Rewrite the rows from the start through the line containing "xmin=0 ymin=360 xmax=464 ymax=405", changing "mountain range" to "mountain ridge" and leaving everything else as it is.

(Rows on locating named things)
--- begin ---

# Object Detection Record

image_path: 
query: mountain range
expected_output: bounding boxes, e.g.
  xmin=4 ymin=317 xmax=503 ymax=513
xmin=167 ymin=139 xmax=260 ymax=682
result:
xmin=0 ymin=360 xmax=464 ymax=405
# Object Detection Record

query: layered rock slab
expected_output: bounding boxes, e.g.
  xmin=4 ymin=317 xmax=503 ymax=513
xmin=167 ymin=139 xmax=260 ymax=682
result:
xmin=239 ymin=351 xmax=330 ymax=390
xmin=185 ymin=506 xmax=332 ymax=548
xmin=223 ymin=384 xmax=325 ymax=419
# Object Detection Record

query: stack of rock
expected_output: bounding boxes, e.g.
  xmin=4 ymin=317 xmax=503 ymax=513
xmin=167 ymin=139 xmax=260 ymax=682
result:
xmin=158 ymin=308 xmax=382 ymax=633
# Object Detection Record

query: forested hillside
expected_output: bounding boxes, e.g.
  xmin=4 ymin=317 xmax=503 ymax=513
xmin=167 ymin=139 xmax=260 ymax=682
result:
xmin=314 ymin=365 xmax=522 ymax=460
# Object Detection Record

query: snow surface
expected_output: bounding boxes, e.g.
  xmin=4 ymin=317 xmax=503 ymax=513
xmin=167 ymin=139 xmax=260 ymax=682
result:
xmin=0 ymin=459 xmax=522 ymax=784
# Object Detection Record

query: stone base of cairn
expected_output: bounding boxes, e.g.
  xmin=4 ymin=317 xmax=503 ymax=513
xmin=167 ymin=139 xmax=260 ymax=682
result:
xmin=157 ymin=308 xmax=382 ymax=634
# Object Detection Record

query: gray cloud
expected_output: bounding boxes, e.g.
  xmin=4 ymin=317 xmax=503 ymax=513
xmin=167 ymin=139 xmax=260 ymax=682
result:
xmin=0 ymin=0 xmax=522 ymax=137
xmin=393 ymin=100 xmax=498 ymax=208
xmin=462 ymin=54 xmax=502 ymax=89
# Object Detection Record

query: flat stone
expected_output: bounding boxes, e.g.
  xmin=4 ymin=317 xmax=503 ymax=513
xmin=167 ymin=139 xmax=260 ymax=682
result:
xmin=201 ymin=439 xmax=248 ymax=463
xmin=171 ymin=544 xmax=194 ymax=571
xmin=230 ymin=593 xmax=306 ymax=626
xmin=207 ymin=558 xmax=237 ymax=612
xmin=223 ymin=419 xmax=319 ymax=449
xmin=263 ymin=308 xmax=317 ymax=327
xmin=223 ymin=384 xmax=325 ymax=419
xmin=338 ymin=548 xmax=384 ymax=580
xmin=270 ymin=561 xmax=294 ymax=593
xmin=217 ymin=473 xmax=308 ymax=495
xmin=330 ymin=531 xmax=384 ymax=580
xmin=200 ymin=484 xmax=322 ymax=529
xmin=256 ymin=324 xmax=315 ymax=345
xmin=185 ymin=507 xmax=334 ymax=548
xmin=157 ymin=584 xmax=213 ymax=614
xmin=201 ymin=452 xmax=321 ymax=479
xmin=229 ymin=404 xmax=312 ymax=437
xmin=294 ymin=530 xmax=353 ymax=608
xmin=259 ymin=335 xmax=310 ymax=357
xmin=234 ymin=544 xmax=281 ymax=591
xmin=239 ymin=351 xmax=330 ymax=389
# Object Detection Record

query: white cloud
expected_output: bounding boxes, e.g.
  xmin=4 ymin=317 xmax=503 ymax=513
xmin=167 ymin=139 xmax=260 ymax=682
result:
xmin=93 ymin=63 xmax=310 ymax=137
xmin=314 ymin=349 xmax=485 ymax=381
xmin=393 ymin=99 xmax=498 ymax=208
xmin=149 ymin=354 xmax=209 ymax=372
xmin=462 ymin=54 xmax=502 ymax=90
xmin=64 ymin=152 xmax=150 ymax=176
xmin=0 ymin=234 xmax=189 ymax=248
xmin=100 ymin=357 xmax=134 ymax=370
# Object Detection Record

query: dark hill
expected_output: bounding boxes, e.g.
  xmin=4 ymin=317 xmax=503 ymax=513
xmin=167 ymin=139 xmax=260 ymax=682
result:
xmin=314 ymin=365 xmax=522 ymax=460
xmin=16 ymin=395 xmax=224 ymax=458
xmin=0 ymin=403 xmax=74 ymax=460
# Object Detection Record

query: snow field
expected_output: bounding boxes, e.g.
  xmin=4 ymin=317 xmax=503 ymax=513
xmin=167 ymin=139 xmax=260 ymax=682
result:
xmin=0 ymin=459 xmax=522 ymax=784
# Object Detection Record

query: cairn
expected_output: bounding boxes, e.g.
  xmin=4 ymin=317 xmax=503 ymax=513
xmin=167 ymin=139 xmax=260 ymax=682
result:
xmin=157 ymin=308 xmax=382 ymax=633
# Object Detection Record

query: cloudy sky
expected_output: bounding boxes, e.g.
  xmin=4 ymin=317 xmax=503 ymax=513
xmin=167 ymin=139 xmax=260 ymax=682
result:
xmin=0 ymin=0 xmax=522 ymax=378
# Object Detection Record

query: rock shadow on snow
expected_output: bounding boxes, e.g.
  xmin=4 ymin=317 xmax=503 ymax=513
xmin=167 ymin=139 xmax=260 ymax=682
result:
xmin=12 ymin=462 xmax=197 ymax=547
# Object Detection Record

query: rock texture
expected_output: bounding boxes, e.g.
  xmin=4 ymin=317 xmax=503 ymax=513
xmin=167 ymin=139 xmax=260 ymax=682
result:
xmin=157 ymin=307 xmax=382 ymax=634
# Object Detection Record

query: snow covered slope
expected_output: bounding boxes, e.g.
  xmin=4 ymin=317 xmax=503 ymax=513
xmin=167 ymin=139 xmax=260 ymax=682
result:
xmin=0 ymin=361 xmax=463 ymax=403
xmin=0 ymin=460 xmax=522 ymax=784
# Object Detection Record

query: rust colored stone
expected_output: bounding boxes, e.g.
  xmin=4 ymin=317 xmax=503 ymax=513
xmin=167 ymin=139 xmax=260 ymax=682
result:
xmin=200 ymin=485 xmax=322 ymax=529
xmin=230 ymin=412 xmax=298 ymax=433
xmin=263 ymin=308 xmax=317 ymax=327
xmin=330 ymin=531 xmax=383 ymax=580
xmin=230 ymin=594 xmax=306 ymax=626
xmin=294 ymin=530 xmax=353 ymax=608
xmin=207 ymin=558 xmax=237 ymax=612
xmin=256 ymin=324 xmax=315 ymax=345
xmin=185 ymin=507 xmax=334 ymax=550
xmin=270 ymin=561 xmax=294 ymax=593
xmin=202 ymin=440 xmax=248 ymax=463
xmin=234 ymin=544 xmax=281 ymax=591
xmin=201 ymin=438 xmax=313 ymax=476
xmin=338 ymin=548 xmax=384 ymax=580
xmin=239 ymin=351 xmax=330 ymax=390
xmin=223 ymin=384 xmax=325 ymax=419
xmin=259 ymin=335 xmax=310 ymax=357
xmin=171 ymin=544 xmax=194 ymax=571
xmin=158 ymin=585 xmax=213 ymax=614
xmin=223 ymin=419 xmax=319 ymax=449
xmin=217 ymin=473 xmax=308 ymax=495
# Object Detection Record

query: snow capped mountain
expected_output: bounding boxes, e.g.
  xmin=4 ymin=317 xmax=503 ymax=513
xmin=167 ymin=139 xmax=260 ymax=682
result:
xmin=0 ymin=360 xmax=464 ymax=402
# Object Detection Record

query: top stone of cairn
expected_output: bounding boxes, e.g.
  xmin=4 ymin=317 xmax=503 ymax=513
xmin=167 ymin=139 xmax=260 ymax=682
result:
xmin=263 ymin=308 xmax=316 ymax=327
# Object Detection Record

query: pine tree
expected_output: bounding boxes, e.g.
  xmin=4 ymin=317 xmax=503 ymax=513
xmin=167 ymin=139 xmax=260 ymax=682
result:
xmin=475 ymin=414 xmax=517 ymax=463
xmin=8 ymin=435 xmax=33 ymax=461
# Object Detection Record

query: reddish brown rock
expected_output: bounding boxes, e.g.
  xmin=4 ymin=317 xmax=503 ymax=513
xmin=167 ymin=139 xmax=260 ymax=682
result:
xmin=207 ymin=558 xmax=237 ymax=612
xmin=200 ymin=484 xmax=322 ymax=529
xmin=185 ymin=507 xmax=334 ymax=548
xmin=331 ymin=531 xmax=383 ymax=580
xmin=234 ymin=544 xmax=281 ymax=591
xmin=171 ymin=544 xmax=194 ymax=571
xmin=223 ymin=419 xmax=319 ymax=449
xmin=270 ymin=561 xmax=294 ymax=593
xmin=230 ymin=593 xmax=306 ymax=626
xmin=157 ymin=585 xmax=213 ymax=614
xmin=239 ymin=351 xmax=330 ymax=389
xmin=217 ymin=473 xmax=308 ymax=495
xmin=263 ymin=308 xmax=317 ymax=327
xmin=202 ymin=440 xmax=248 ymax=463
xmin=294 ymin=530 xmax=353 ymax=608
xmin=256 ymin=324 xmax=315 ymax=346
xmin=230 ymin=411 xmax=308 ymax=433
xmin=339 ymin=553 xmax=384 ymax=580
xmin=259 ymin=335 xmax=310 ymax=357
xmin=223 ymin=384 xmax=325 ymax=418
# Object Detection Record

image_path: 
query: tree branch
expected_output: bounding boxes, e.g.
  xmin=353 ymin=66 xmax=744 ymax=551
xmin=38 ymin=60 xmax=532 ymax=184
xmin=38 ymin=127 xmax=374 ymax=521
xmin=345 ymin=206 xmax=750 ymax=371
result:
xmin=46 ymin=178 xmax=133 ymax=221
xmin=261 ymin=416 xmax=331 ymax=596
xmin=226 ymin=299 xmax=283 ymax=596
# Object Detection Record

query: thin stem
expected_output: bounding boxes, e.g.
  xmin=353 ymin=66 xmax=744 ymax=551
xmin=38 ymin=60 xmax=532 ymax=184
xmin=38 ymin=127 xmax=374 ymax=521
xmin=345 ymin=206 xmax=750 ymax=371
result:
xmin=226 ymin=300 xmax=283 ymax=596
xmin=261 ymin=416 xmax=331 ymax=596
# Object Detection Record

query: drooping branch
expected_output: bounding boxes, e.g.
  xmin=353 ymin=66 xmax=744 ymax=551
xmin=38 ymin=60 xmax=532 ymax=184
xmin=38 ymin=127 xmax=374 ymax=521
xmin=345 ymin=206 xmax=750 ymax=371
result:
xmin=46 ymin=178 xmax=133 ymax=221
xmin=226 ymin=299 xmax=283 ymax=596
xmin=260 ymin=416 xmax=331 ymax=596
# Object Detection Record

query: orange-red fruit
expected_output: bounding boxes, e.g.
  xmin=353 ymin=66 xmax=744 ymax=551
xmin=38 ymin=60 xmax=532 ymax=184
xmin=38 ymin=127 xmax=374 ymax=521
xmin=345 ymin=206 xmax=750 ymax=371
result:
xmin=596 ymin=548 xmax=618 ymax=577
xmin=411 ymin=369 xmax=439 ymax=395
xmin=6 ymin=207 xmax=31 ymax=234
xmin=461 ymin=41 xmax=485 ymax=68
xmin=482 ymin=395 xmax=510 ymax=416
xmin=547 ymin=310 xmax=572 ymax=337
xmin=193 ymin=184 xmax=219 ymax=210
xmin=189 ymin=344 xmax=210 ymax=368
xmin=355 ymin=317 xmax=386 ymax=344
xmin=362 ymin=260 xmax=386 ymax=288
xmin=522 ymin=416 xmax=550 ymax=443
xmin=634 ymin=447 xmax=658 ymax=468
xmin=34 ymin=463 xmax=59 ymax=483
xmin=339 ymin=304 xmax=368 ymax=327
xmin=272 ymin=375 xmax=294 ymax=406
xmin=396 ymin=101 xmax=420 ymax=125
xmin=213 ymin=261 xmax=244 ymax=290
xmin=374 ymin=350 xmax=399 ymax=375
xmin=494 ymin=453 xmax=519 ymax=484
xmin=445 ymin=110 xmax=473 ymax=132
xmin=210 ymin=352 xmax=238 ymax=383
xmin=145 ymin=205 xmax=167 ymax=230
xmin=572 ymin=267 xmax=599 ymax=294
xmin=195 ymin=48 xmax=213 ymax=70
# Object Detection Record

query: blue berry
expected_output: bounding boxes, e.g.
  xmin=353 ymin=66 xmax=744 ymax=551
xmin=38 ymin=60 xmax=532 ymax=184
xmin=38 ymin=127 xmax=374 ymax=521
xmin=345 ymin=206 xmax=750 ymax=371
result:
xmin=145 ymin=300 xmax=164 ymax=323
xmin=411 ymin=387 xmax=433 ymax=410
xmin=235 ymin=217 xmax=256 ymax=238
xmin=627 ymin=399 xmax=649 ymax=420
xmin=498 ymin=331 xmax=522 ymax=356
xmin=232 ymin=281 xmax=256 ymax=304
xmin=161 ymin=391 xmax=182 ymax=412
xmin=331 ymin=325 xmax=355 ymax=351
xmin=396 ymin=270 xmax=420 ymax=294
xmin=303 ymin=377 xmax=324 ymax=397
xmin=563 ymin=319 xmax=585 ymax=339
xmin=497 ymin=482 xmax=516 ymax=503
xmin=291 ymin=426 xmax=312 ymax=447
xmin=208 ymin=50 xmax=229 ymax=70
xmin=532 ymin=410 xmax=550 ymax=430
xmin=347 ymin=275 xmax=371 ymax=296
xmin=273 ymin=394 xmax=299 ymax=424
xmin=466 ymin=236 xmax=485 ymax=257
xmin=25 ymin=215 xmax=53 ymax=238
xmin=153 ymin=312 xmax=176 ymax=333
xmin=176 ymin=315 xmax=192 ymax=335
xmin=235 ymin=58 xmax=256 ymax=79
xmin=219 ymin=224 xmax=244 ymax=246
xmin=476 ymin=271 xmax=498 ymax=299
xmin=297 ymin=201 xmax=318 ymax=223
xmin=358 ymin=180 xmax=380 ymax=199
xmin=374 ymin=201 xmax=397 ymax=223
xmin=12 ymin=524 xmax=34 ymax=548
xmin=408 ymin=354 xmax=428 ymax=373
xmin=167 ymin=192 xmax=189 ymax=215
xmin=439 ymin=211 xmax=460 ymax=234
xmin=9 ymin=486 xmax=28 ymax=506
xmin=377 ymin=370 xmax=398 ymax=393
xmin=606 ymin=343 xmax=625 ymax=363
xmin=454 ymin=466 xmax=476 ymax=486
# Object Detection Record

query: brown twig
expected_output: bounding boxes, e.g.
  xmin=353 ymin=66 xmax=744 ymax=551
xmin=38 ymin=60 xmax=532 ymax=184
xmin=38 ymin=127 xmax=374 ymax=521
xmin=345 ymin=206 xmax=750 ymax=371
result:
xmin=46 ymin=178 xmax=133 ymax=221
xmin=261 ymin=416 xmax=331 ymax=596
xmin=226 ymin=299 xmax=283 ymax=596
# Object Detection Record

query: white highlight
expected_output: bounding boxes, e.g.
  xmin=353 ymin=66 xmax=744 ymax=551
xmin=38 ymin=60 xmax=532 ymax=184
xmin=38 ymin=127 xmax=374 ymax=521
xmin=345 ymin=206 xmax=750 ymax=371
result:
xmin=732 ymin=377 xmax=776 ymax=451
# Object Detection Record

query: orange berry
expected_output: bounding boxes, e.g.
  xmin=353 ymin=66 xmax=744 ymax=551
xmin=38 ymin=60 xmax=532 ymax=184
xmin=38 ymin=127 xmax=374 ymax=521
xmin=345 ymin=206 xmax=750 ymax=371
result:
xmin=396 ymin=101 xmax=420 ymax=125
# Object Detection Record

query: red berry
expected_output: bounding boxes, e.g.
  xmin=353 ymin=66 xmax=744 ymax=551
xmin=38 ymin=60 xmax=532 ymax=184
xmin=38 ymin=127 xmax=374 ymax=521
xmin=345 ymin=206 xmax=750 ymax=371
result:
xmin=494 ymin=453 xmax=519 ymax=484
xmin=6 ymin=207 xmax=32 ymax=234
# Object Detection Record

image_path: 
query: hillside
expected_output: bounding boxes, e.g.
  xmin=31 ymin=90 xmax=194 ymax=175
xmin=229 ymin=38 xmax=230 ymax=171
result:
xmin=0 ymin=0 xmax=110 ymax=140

--- end ---

RESULT FOR THIS EXERCISE:
# Object Detection Record

image_path: 
query: mountain ridge
expected_output: bounding boxes, e.g.
  xmin=4 ymin=317 xmax=503 ymax=513
xmin=167 ymin=139 xmax=260 ymax=682
result:
xmin=0 ymin=360 xmax=464 ymax=405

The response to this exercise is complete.